▶ _TASK DESCRIPTION_: Reproduce the lines below word for word, leaving out the pictures.

## Begin

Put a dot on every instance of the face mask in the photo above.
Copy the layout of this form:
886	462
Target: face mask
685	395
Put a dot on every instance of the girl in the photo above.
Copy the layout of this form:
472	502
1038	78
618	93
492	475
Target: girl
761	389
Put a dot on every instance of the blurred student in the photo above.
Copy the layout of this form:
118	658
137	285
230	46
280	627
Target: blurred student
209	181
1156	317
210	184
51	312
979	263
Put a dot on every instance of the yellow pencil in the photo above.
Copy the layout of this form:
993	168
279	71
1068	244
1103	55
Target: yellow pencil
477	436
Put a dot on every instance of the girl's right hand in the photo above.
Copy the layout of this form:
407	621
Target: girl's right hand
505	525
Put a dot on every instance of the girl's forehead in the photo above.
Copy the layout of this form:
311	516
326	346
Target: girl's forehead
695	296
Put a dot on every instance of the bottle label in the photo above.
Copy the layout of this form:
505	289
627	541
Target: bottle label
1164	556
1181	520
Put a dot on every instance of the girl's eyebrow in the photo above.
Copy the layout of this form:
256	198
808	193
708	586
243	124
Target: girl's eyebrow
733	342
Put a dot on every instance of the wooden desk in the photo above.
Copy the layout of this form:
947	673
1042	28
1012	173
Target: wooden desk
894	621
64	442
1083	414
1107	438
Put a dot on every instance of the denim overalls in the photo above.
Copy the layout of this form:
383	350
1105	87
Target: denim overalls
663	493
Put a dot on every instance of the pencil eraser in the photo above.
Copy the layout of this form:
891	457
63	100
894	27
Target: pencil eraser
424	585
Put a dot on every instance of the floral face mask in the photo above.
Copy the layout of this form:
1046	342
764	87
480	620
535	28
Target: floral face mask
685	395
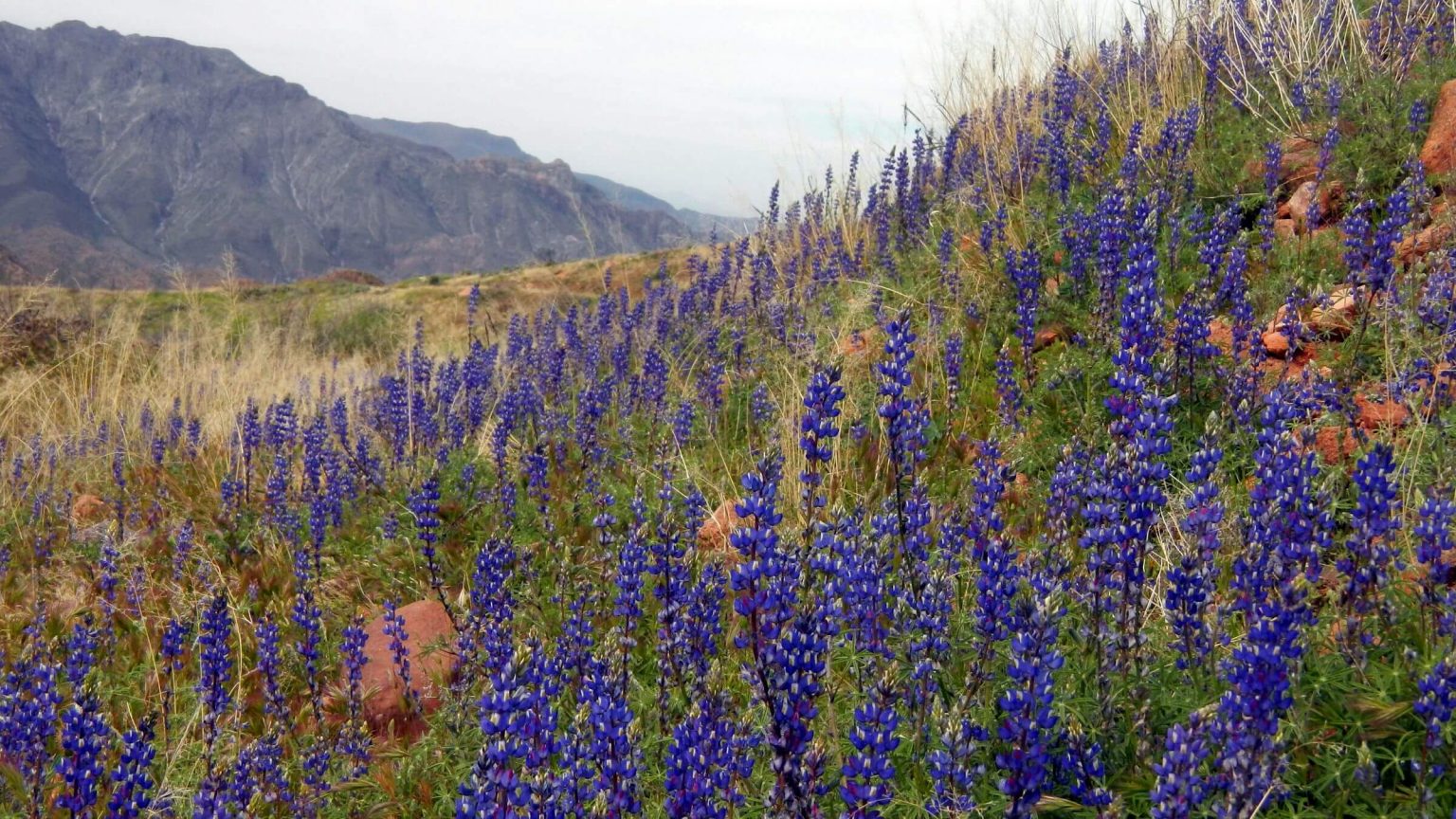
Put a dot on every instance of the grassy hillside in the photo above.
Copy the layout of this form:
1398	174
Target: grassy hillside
1070	463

## End

▶ _WORKED ANSWER_:
Put a dot on every instance of the face mask in the photo above.
Copy the layout of this form:
886	462
Target: face mask
685	395
Put a dot on every instance of the girl in the photo above.
Copy the layout of this form:
472	502
1038	78
618	93
492	475
Target: girl
761	389
Put a dot on every instance of the blurred student in the photo above.
Copy the layout of this form:
118	658
137	285
230	46
280	627
Target: blurred student
209	181
1156	317
210	184
51	312
979	263
Put a dot on every instance of the yellow pencil in the photo above.
Copy the layout of this form:
993	168
279	71
1068	244
1103	55
Target: yellow pencil
477	436
Put a dot on every instance of the girl's right hand in the photo above.
Copy the layout of this form:
407	621
Target: girl's right hand
505	525
Put a dot on every instance of the girl's forehead in the photo above.
Copy the layout of this form:
311	516
326	346
Target: girl's forehead
695	296
Put a dot on every instance of the bottle label in the photo above.
Copy the layout of this form:
505	289
627	541
Target: bottle label
1164	556
1181	520
Put a dot on every instance of the girl's eyebrow in the photo above.
Copy the layout of this form:
256	198
808	193
708	586
243	124
Target: girl's eyebrow
733	342
Put a dot on every instance of the wooden desk in the photo above.
Copy the layout of this form:
947	673
1042	28
1012	173
Target: wooden desk
894	621
64	442
1083	414
1107	438
Put a dot on every instance of the denim overalls in the photo above.
Copy the layout of this form:
383	350
1105	87
Target: denim overalls
663	493
Put a dot on every instance of the pencil eraser in the photo above.
Copy the layout of this form:
891	457
63	100
894	27
Target: pencil eraser
424	585
Put a dot on every instance of the floral face mask in the photo above.
Copy the layout of this form:
1046	342
764	87
480	620
535	28
Target: floral face mask
685	395
Put a dot on every instance of the grassy hillside in the photo above.
Copy the layout of this form:
1398	174
Target: grassy hillside
1070	463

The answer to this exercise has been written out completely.